Could you return all of the listing below exactly, please?

-=-=-

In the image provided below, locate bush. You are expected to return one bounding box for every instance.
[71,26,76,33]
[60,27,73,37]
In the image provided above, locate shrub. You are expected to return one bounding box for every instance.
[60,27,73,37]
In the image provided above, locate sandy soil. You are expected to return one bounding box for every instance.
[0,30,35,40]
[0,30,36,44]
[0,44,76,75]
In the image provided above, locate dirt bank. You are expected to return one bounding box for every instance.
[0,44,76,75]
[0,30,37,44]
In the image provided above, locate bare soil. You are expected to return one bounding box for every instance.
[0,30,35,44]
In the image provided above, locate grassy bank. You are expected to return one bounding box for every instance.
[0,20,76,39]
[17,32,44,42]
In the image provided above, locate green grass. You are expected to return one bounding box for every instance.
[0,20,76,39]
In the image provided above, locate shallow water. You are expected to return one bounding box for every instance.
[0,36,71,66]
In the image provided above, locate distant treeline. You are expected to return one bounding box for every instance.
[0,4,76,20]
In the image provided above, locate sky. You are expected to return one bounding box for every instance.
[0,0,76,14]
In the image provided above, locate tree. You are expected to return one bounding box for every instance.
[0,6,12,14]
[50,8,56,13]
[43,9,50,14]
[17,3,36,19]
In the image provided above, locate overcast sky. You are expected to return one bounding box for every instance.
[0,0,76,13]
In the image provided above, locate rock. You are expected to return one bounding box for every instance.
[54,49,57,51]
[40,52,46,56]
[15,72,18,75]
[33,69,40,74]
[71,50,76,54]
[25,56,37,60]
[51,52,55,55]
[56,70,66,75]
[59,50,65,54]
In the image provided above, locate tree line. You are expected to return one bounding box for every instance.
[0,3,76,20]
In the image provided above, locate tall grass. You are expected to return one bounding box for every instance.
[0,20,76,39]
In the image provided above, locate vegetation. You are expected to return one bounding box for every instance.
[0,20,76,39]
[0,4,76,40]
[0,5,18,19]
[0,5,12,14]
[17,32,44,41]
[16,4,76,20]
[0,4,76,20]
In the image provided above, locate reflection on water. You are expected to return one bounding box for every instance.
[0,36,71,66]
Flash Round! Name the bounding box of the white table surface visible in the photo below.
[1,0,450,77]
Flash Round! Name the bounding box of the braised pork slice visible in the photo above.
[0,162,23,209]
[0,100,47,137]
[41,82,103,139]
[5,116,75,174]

-=-=-

# [Written reply]
In the image provided below, locate bush. You are expected to return one bounding box for every instance.
[71,26,76,33]
[60,27,73,37]
In the image provided above, locate shrub. You are expected to return one bounding box for every instance.
[60,27,73,37]
In the image provided above, locate sandy soil. You are expected to return one bounding box for every instance.
[0,30,35,40]
[0,30,36,44]
[0,44,76,75]
In the image provided above, locate dirt bank. You are expected to return one bounding box for every instance.
[0,44,76,75]
[0,30,37,44]
In the image provided above, locate bare soil. You are expected to return one bounding box for every instance.
[0,30,35,44]
In the image provided above, locate grassy bank. You are expected to return one bounding box for every instance.
[0,20,76,39]
[17,32,44,42]
In the image provided above, locate green grass. You are expected to return one bounding box for every instance.
[0,20,76,39]
In the image provided above, locate shallow water. You are expected to return one bounding box for every instance.
[0,36,71,66]
In the image provided above, locate distant treeline. You are expected to return one bounding box for every instance.
[0,4,76,20]
In the image provided above, locate sky. You are expected to return one bounding box for every instance.
[0,0,76,14]
In the image provided above, locate tree. You are expected to return one bounding box for every instance.
[0,6,12,14]
[50,8,56,13]
[43,9,50,14]
[17,3,36,19]
In the image provided above, locate overcast sky. You are expected to return one bounding box for every instance.
[0,0,76,13]
In the image provided above, locate rock. You are expected to return one bounding box for every instance.
[54,49,57,51]
[40,52,46,56]
[15,72,18,75]
[33,69,40,74]
[71,50,76,54]
[25,56,37,60]
[51,52,55,55]
[56,70,66,75]
[59,50,65,54]
In the image provided above, locate tree line. You are expected to return one bounding box for every instance.
[0,3,76,20]
In the image provided above, locate tall grass. You are expected to return one bounding box for every instance.
[0,20,76,39]
In the image provided above, locate vegetation. You are expected to return one bounding box for every instance.
[0,20,76,39]
[0,4,76,40]
[0,5,18,19]
[0,5,12,14]
[17,32,44,41]
[16,4,76,20]
[0,4,76,20]
In the image provided above, locate reflection on water. You are expected to return one bounding box for every instance.
[0,36,71,66]
Flash Round! Name the bounding box of the white table surface visible in the photo below.
[1,0,450,77]
Flash Round! Name the bounding box of the braised pork slice visible in the photo above.
[0,162,23,209]
[0,100,47,137]
[41,82,103,139]
[5,116,75,174]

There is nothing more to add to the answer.